Qu’importe, après trois mois de fermeture, l’envie de retrouver la salle, les fauteuil, l’écran géant,… est grande parmi les cinéphiles. Du coup, retour sur l’application de Kinepolis pour réserver une place pour le tout premier soir. À choisir, ce sera le biopic De Gaule de Gabriel Le Bomin, avec Lambert Wilson dans le rôl-titre. À la veille du 80e anniversaire du fameux Appel du 18 Juin, on se dit que ça fait sens.
En quelques clics, la réservation est faite. Ce sera pour 20h30 au ciné Utopia, un horaire inhabituel. D’habitude les séances sont plutôt autour de 19 h, puis de 21 h, mais les nouvelles contraintes sanitaires – nettoyage des salles après chaque séance, décalage des différentes séances afin de minimiser les flux de circulation au sein du complexe, etc. – font que chaque salle peut accueillir un maximum de trois séances par jour. Dès l’achat finalisé, on reçoit un mail de confirmation. Le film, la séance, la place demandée, tout est bon ! Mais juste en dessous on découvre un bandeau nouveau : « Happy to see you again » nous dit-il (c’est gentil !) et puis : « Informations importantes : Nous vous demandons de venir maximum 30 minutes avant votre séance. Suivez les instructions de nos employés et vérifiez toutes nos mesures de sécurité » À la fois rassurant et un peu angoissant. Mais bon, la réservation est faite.
Et ce n’est pas fini. La veille de la réservation, nouveau mail : « Informations importantes concernant votre visite ». Un bandeau rappelle une nouvelle fois, à travers des pictogrammes, les différentes règles et recommandations d’hygiène. Puis ce texte : « Il est presque l’heure pour votre visite à Kinepolis ! Nous sommes heureux de vous accueillir à nouveau. Afin de rendre votre visite au cinéma aussi sûre et détendue que possible, nous aimerions vous demander de prêter attention aux points ci-dessus, afin que nous puissions garantir la sécurité de chacun. Nous vous demandons également de rester à la maison si vous rencontrez l’une des situations suivantes : Symptômes de rhume, telles que toux et/ou mal de gorge. Fièvre. Cela s’applique également si quelqu’un au sein de votre ménage rencontre ces symptômes. » Décidément, on ne rigole pas avec les nouveaux protocoles sanitaires !
_ _ _ _ _
PROBLÈMES À RÉSOUDRE:
a – Résumez en deux phrases le texte extrait sur la réservation au cinéma.
b – Restituez tel quel le passage du texte extrait commençant par « Et ce n’est » et se poursuivant jusqu'à « protocoles sanitaires ! ».
Le matériel n'entre pas en ligne de compte ici.

DONNÉES ENREGISTRÉES:
_ _ _ _ _
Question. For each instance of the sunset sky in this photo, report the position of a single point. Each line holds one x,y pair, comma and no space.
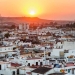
_ _ _ _ _
LES RÉPONSES:
a – Après trois mois de fermeture, une place est réservée en quelques clics sur l'application de Kinepolis pour une séance à 20 h 30, un horaire inhabituel imposé par les nouvelles contraintes sanitaires qui limitent chaque salle à trois séances par jour. Un mail de confirmation demande ensuite de venir au maximum 30 minutes avant la séance, puis un second, reçu la veille, rappelle les règles d'hygiène et demande de rester à la maison en cas de symptômes de rhume ou de fièvre.

b –
Et ce n’est pas fini. La veille de la réservation, nouveau mail : « Informations importantes concernant votre visite ». Un bandeau rappelle une nouvelle fois, à travers des pictogrammes, les différentes règles et recommandations d’hygiène. Puis ce texte : « Il est presque l’heure pour votre visite à Kinepolis ! Nous sommes heureux de vous accueillir à nouveau. Afin de rendre votre visite au cinéma aussi sûre et détendue que possible, nous aimerions vous demander de prêter attention aux points ci-dessus, afin que nous puissions garantir la sécurité de chacun. Nous vous demandons également de rester à la maison si vous rencontrez l’une des situations suivantes : Symptômes de rhume, telles que toux et/ou mal de gorge. Fièvre. Cela s’applique également si quelqu’un au sein de votre ménage rencontre ces symptômes. » Décidément, on ne rigole pas avec les nouveaux protocoles sanitaires !